Task list:
1 > According to the commentary on Andrew Sullivan's Trump essay, in which publication did Sullivan's debut appear?
2 > Edit the commentary on Andrew Sullivan's Trump essay between "Let’s cut to" and "Party. Here’s hoping.", inclusive, replacing "GOP" with "Republican Party".
3 > Resume the commentary on Andrew Sullivan's Trump essay, picking up after its last sentence.

Extracted text:
++++++++++++++++++++

Let’s cut to the chase: Is the possibility of a President Donald J. Trump really an “extinction-level event” to all that is good and decent about “liberal democracy and constitutional order,” as Andrew Sullivan claims in his widely read debut at New York Magazine? Not even remotely.
Indeed, if anything, the chaos Trump has rained down on the 2016 election may well accelerate the demise of not just the current moribund iteration of the GOP but also drive a stake through the heart of a dead-but-still-living Democratic Party. Here’s hoping.
After quoting long passages of Plato’s Republic (which, he informs us helpfully, he “first read” in “graduate school”) and name-checking the truly mediocre Sinclair Lewis’s meditation on U.S.-grown fascism, It Can’t Happen Here, here’s where Sullivan ends up:
Trump is not just a wacky politician of the far right, or a riveting television spectacle, or a Twitter phenom and bizarre working-class hero. He is not just another candidate to be parsed and analyzed by TV pundits in the same breath as all the others. In terms of our liberal democracy and constitutional order, Trump is an extinction-level event. It’s long past time we started treating him as such.

++++++++++++++++++++

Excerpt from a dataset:

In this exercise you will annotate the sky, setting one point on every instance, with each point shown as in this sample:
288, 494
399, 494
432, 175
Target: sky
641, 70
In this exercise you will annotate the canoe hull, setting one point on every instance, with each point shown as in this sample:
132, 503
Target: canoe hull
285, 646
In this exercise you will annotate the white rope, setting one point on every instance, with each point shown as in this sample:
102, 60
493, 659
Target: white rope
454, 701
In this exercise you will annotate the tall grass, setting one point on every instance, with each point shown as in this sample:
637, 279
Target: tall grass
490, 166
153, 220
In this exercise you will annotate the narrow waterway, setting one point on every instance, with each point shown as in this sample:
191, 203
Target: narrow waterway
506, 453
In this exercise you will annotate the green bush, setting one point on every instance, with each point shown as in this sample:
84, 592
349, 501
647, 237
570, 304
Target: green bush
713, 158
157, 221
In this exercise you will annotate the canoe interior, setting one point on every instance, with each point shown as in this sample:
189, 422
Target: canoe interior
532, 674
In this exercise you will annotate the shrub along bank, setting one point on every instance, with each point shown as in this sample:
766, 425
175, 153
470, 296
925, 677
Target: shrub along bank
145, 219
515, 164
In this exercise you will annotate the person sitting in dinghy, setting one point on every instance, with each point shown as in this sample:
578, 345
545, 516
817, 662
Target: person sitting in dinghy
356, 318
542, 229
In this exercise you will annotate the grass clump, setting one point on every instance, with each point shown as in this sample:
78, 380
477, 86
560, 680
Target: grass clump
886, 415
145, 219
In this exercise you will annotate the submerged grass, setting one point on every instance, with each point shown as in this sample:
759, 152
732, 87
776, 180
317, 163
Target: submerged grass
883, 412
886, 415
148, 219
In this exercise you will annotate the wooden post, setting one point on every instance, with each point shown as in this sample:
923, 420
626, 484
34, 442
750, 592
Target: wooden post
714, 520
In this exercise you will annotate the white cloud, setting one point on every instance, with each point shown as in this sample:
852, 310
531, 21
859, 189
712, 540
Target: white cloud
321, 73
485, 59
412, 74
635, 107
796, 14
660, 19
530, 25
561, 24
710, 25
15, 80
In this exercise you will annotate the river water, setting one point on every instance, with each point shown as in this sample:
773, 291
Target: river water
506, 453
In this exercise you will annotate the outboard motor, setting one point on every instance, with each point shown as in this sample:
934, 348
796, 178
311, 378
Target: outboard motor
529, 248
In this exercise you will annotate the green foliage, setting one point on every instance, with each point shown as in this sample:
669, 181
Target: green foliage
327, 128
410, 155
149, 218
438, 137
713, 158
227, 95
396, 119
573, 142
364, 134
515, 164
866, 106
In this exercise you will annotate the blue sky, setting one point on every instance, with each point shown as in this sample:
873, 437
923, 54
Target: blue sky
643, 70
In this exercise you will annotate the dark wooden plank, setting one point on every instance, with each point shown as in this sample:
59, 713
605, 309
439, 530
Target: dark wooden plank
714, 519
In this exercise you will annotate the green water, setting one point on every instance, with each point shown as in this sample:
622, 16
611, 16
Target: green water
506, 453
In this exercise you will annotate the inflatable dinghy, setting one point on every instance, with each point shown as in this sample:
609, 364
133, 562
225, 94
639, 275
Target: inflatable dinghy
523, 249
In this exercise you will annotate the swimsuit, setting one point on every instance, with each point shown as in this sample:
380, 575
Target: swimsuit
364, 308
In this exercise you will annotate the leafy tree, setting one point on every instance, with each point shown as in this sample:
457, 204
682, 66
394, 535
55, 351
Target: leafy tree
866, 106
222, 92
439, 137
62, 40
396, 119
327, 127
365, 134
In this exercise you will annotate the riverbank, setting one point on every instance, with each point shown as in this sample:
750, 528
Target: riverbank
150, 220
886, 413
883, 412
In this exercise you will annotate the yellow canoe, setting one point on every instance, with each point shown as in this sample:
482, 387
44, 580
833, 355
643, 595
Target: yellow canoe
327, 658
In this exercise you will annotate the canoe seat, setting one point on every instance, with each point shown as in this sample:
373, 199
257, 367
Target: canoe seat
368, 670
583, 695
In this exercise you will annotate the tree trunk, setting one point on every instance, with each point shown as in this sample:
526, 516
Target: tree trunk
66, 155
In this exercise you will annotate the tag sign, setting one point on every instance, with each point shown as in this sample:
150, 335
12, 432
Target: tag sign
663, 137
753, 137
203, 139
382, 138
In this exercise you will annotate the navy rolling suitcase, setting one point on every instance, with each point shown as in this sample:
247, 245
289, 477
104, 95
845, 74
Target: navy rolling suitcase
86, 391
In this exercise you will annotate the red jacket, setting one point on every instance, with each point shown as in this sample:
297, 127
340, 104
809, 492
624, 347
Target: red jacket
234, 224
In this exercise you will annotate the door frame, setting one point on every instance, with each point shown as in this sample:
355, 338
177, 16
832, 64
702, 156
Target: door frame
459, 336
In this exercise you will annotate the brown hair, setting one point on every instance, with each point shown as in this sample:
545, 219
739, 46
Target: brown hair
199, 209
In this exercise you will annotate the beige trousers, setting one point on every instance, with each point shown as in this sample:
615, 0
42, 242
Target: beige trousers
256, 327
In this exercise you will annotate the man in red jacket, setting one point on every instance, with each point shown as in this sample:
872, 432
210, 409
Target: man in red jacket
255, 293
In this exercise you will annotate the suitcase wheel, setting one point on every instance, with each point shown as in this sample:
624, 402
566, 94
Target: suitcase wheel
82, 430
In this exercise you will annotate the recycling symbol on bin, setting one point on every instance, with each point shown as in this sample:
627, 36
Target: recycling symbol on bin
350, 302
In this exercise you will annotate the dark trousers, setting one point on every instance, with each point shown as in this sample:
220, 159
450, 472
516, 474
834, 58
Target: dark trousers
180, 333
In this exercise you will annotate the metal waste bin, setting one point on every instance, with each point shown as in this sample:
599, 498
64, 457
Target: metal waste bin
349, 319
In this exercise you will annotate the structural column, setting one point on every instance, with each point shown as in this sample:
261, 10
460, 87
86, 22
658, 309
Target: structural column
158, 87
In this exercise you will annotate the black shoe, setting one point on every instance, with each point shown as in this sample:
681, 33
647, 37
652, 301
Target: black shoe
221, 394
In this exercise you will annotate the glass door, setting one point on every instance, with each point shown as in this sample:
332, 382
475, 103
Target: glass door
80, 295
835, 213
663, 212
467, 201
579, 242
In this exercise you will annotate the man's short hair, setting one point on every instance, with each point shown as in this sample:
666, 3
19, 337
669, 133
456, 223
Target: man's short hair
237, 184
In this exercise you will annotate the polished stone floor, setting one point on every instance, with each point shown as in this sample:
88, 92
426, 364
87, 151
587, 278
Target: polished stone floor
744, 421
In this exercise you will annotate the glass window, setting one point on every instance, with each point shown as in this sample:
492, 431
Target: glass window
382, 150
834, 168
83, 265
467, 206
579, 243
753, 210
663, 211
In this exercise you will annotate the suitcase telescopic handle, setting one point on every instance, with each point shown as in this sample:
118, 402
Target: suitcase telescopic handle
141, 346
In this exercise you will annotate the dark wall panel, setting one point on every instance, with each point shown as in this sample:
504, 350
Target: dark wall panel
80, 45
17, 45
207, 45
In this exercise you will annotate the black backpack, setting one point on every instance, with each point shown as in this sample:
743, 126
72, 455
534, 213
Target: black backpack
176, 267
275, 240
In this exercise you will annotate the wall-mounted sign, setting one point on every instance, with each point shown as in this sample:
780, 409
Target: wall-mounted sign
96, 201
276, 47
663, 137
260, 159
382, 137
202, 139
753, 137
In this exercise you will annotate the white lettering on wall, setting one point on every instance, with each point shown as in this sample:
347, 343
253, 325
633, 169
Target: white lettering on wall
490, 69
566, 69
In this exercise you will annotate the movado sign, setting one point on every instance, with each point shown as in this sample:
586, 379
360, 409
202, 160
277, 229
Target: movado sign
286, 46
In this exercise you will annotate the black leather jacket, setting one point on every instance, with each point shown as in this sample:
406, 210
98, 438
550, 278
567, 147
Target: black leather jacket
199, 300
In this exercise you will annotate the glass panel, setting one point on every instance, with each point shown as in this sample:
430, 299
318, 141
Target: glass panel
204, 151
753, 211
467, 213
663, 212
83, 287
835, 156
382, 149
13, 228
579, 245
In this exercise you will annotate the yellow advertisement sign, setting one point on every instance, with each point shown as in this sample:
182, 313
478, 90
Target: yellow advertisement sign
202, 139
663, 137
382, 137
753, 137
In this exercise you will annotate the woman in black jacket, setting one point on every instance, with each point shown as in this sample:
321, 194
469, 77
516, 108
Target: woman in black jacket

++++++++++++++++++++

Per-task answers:
1 > New York Magazine

2 >
Let’s cut to the chase: Is the possibility of a President Donald J. Trump really an “extinction-level event” to all that is good and decent about “liberal democracy and constitutional order,” as Andrew Sullivan claims in his widely read debut at New York Magazine? Not even remotely.
Indeed, if anything, the chaos Trump has rained down on the 2016 election may well accelerate the demise of not just the current moribund iteration of the Republican Party but also drive a stake through the heart of a dead-but-still-living Democratic Party. Here’s hoping.

3 >
I like and respect Andrew Sullivan tremendously, and I consider him a fellow traveler in a (very) broadly defined libertarian movement (indeed, the Christmas party he mentions attending in his story was at Reason’s DC HQ). Far more importantly, he’s a true pioneer in the world of new media and a thinker who brings an enormous amount of erudition and seriousness to political and cultural discourse (as much as any single individual, he reframed the debate on same-sex couples as one of marriage equality and his anti-drug-war stance nearly makes up for his pro-actual-war stances over the years).
But when it comes to Trump as an existential threat to life, liberty, and the pursuit of happiness, he is not simply wrong, but incredibly wrong.
I say this as someone who is as anti-Trump as his first two ex-wives and Rosie O’Donnell put together. The emergence of Donald Trump as a presidential frontrunner is many, many things and none of them is good. He’s an embarrassment to the Republican Party, which is simply reaping what the anger, resentment, and stupidity it has sown for years. He’s a cause of serious concern for illegal immigrants, especially Mexicans, and all of us who see relatively open borders and free trade as central to any definition of “American exceptionalism” that’s worth a damn. And he is a completely unqualified delusioniac whose grand-mal narcissism and radical inconsistency from one minute to the next is tougher to stomach than (I imagine) a Trump steak. But FFS, he in no serious way poses a threat, much less an “extinction-level” one, to liberal democracy, a society of laws-not-men, or limited government. However bad he might be as president, it’s unfathomable that he would be worse than his two immediate predecessors when it comes to flouting law and convention (this is especially the case since he would face pushback on every front and has no experience with how to govern).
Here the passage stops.